# Exercise description:
Count the lines in the items below that contain the string "trekking", and give only that number.

# Provided entries:
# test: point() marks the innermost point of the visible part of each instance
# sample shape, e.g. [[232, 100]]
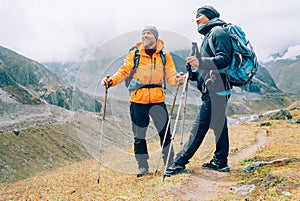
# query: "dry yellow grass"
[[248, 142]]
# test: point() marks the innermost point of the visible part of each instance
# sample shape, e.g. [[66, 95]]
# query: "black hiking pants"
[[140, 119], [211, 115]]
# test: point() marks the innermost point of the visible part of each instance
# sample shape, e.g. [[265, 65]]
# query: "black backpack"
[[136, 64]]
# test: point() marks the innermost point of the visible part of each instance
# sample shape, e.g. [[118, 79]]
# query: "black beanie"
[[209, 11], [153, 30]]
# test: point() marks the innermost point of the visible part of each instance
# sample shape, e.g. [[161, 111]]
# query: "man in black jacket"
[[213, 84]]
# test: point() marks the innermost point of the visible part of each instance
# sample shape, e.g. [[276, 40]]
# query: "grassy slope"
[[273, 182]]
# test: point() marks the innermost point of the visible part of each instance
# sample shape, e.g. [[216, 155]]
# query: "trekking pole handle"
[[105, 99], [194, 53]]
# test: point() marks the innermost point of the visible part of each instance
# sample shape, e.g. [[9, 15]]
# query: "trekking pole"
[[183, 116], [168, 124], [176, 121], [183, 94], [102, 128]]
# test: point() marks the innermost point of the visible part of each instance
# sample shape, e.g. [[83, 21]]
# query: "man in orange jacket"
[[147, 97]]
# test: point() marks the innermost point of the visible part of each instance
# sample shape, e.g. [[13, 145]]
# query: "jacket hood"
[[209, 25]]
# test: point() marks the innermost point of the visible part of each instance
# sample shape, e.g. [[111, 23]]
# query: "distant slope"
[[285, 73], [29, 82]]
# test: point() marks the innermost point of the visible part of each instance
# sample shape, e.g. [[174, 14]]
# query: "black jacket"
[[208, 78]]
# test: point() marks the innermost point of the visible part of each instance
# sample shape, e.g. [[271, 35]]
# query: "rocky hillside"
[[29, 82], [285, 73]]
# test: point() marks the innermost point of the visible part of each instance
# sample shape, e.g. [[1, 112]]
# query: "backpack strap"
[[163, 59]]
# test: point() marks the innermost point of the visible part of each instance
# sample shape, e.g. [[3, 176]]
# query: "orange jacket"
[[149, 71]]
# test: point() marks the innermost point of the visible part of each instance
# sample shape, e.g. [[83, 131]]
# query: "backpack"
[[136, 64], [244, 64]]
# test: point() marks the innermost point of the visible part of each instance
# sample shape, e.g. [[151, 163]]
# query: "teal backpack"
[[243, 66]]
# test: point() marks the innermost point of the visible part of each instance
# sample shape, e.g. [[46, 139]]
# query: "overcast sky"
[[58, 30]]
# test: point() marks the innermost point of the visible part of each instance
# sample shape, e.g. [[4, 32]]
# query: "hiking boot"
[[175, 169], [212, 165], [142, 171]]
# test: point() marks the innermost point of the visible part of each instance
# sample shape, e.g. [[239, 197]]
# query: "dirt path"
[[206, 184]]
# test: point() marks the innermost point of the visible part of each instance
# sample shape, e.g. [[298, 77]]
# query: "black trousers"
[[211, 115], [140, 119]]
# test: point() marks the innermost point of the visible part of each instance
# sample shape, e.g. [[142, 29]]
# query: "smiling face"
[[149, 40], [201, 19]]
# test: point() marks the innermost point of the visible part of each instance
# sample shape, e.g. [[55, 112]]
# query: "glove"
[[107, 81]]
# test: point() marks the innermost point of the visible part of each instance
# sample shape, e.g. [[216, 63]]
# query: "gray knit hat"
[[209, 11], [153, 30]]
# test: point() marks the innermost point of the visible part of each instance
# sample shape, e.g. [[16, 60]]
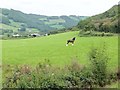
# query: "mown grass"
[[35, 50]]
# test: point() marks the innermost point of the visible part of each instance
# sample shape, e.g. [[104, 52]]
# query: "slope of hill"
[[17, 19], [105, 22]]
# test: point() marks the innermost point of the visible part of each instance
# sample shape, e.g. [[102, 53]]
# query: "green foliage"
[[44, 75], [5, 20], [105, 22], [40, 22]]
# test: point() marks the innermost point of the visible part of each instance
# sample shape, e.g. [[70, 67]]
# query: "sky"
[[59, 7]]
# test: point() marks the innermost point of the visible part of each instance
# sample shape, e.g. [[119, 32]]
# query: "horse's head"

* * *

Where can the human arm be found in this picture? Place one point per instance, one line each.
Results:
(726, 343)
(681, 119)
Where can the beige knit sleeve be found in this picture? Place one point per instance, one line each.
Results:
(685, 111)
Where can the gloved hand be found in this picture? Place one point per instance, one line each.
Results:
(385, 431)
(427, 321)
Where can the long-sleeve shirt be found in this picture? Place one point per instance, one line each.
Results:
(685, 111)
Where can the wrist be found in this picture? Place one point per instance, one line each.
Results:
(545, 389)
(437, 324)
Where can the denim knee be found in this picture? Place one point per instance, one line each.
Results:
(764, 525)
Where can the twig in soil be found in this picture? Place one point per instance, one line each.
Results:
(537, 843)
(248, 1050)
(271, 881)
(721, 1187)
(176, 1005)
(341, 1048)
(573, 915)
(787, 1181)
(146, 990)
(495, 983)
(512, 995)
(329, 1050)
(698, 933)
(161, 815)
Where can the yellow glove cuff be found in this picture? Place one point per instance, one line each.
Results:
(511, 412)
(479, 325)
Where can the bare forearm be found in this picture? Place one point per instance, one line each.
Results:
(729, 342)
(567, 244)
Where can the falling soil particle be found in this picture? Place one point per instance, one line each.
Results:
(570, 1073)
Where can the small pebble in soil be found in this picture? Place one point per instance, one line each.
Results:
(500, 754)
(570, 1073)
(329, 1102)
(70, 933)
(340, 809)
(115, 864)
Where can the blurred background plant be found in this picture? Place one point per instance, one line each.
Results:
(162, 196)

...

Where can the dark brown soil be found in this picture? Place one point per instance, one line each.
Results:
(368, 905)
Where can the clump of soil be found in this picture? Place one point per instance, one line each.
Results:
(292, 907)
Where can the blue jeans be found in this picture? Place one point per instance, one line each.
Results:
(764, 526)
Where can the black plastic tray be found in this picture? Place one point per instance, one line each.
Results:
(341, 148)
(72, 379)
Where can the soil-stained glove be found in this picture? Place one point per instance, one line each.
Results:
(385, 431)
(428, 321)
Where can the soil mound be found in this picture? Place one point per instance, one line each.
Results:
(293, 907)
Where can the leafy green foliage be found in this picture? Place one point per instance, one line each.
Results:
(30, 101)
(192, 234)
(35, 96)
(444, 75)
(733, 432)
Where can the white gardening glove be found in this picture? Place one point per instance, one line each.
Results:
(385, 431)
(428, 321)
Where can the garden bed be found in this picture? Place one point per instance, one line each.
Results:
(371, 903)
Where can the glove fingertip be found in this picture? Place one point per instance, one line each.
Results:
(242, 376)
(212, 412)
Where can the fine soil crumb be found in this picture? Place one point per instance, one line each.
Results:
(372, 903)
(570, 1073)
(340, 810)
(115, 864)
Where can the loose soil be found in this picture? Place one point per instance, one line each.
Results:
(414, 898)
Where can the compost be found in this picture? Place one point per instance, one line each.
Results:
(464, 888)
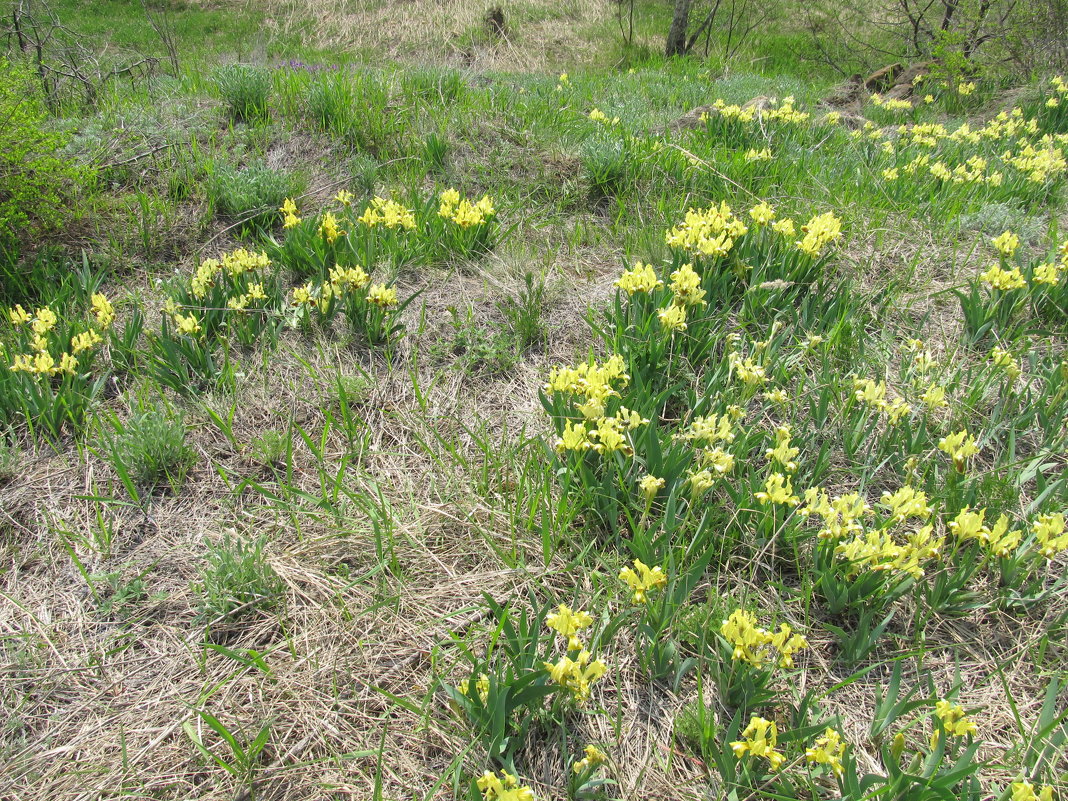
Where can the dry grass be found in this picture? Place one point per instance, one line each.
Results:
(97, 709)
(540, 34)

# Reply to the exercise:
2